* JOBS
**a)** In the post on Information Theoretic HotStuff, what does IT-HS use in place of HotStuff's cryptographic signatures?
**b)** Render this sentence from the post on Information Theoretic HotStuff in Spanish: "Information Theoretic HotStuff is a Byzantine Consensus protocol in the partially synchronous model."
**c)** Condense the paragraph of the post on Information Theoretic HotStuff that begins "Click this line for a short refresher" into a bulleted list that keeps its main facts.

This post is the first of two on Information Theoretic HotStuff (IT-HS). Information Theoretic HotStuff is a Byzantine Consensus protocol in the partially synchronous model. It replaces all of HotStuff’s cryptographic signatures with simple information theoretic message passing techniques over authenticated channels. Information theoretic protocols are often easy to reason about, form a great introduction for learning the basics of consensus, have less of an attack surface, and highlight useful core distributed computing techniques.

Click this line for a short refresher on Byzantine consensus and Partial Synchrony. In a system with Byzantine faults, we assume there are $n$ parties, and $f$ of them might be corrupt. All honest (i.e. non-corrupt) parties run a protocol, and the corrupt parties can try to actively sabotage the process by deviating from the protocol. A Byzantine consensus protocol has three properties: (1) **Termination**: If all honest parties participate in the protocol, they eventually complete it. (2) **Correctness**: Every honest party that completes the protocol outputs the same value. (3) **Validity**: If all parties are honest, and they have the same value $x$, then they output $x$. Finally, a partially synchronous system is one that starts off as a completely unreliable network and eventually stabilizes. More precisely, in the beginning of the protocol messages sent by honest parties eventually reach their destination, but could take any finite amount of time. At some point in time called the Global Stabilization Time ($GST$), the network becomes stable. After $GST$, all messages are delivered in at most $\Delta$ time, for some known $\Delta$. This also means that any message sent before $GST$ is delivered by time $GST+\Delta$.

* EXTRACTED RECORDS
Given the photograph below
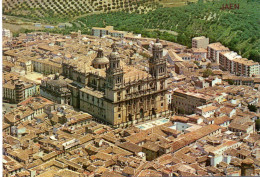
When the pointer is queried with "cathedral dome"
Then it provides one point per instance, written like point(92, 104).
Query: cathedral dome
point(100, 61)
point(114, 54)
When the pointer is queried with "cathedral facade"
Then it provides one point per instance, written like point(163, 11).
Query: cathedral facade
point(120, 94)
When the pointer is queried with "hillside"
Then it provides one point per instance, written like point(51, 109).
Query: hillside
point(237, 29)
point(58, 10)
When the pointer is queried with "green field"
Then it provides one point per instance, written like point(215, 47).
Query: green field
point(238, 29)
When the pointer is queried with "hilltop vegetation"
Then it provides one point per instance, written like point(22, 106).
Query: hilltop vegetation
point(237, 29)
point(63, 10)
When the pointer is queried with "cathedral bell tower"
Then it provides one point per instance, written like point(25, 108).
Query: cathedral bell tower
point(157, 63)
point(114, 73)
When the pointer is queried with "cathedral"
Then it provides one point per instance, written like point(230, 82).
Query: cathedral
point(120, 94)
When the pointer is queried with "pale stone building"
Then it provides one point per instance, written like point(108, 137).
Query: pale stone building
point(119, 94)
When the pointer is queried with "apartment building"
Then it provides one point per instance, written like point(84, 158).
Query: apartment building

* THE SOLUTIONS
**a)** Simple information theoretic message passing techniques over authenticated channels.

**b)** Information Theoretic HotStuff es un protocolo de consenso bizantino en el modelo parcialmente síncrono.

**c)**
- Byzantine fault model: there are n parties, and up to f of them may be corrupt.
- Honest parties follow the protocol. Corrupt parties may deviate from it to sabotage the process.
- A Byzantine consensus protocol has three properties:
  - Termination: if all honest parties participate, they eventually complete the protocol.
  - Correctness: every honest party that completes the protocol outputs the same value.
  - Validity: if all parties are honest and share the same value x, they output x.
- Partial synchrony: the network starts out completely unreliable and eventually stabilizes.
  - Before stabilization, messages from honest parties eventually arrive, but delivery may take any finite amount of time.
  - At the Global Stabilization Time (GST), the network becomes stable.
  - After GST, every message is delivered within a known bound Δ.
  - Any message sent before GST is delivered by time GST + Δ.